> [THE REQUEST] Can you pick up the text on the IB Primary Years Programme, which appears below ahead of the material, and carry it on from its last sentence?

International Baccalaureate (IB) Primary Years Programme (PYP)

The LAT approach to the curriculum is delivered within relevant and purposeful contexts; it is built upon prior learning, and is designed to be challenging, interesting and motivational to all pupils. We aim to create inquiring, lifelong learners who respect and care for the world they live in and all those who live in it. LAT learners will understand how they are connected to the world in order to take action to improve their own lives, and the lives of local and global communities.


International Baccalaureate (IB) Primary Years Programme (PYP)

The IB Primary Years Programme (PYP) is a student-centered approach to education for children aged 3-12. Through the PYP, we nurture and develop young students as caring, active participants in a lifelong journey of learning.

As part of achieving authorisation as an IB school, our curriculum opens up our learners to think more internationally and evolves to respond to the challenges and opportunities in our rapidly changing world.

The International Baccalaureate’s Primary Years Programme is the vehicle through which we deliver the National Curriculum across the Trust. This underpins our ambitious, rigorous and innovative approach to curriculum implementation, and supports our goal of ensuring that all pupils, irrespective of starting point or background, have access to a high-quality, transformative primary education that sets them up for life.

Pupil agency is at the core of an IB education. Our pupils are empowered to have voice, choice and ownership in their own learning. We acknowledge that children are natural inquirers and so we foster their innate sense of wonder and curiosity and structure our learning in such a way as to enable them to direct and take responsibility for their learning. Agency is strongly connected to self-efficacy (Bandura 2001) and therefore, by developing pupil agency, we are also developing pupils’ belief in themselves and their ability to succeed. When pupils feel agentic, they see themselves as having the confidence and competency to take personal or collective action to make a positive difference to the world or to bring about a positive change in their own lives as a result of their learning.

(Dataset records on object locations)

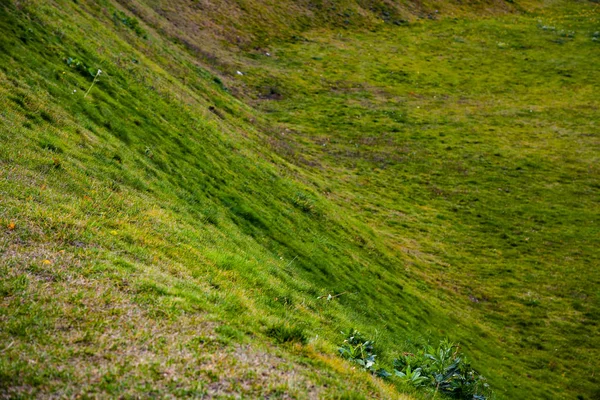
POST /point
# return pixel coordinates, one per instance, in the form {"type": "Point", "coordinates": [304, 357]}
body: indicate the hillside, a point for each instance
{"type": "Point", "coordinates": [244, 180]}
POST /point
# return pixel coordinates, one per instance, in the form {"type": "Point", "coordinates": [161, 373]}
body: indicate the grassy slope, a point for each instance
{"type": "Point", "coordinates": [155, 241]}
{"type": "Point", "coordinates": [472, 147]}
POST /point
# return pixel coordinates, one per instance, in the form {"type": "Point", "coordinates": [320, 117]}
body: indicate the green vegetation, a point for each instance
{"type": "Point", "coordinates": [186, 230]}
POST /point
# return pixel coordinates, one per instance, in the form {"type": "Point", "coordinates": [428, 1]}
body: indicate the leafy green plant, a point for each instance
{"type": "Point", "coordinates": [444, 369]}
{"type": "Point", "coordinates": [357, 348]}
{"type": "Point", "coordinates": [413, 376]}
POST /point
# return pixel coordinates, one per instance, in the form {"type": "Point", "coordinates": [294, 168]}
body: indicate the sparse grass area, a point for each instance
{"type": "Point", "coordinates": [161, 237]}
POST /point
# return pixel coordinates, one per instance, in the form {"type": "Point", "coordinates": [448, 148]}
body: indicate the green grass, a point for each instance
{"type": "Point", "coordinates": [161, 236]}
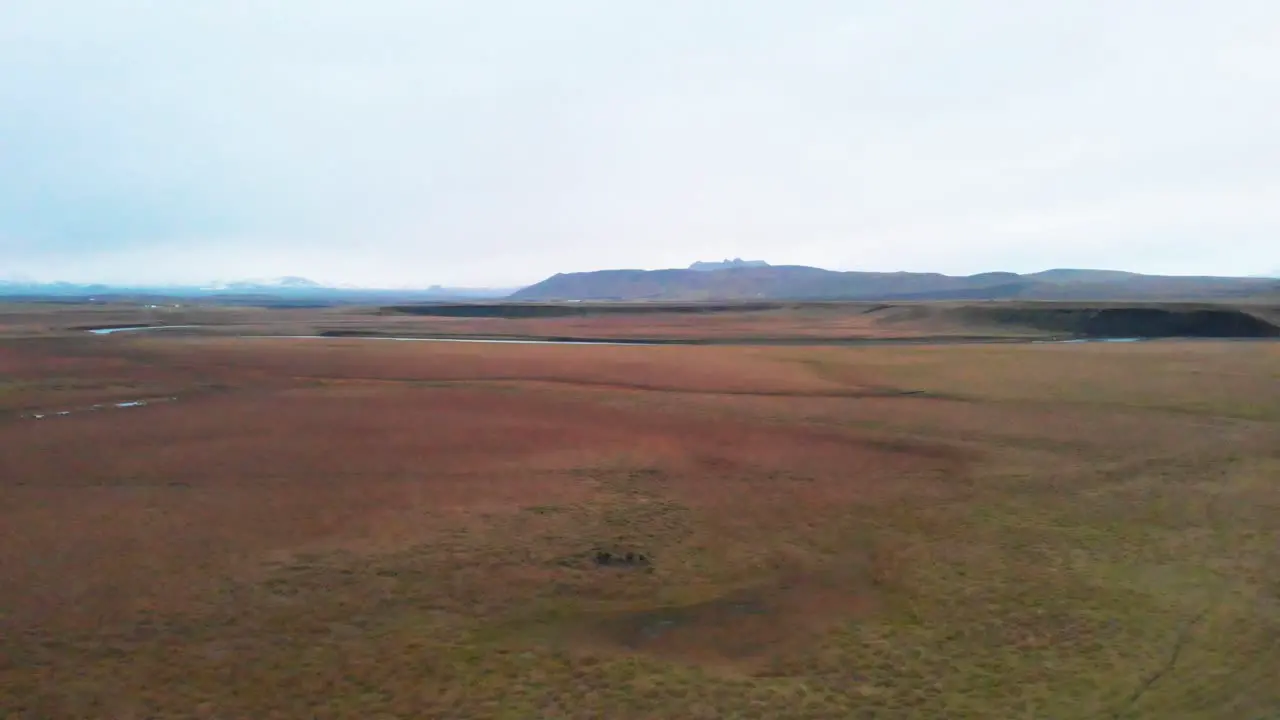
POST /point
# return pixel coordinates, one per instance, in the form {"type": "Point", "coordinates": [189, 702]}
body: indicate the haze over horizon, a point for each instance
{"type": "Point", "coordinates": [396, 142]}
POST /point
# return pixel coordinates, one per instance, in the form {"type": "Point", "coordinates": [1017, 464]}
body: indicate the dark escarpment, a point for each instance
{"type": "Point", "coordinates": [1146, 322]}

> [WRITTEN ANSWER]
PYP units of inquiry set the scene for pupils to engage with one of six Transdisciplinary Themes. These themes have global significance and are selected for their relevance to the real world. Consequently, learning is focused on inquiries into issues and ideas that transcend traditional subject boundaries, placing National Curriculum learning in meaningful and relevant contexts. The Key Concepts and Related Concepts further help to focus and define the scope of an inquiry, ensuring that we are not only meeting the requirements of the National Curriculum, but that we have also clearly defined the conceptual understanding or “big idea” we want pupils to understand at the end of the unit. Teaching staff are given the professional freedom to structure their timetables in a manner that is flexible and responsive to pupil inquiry.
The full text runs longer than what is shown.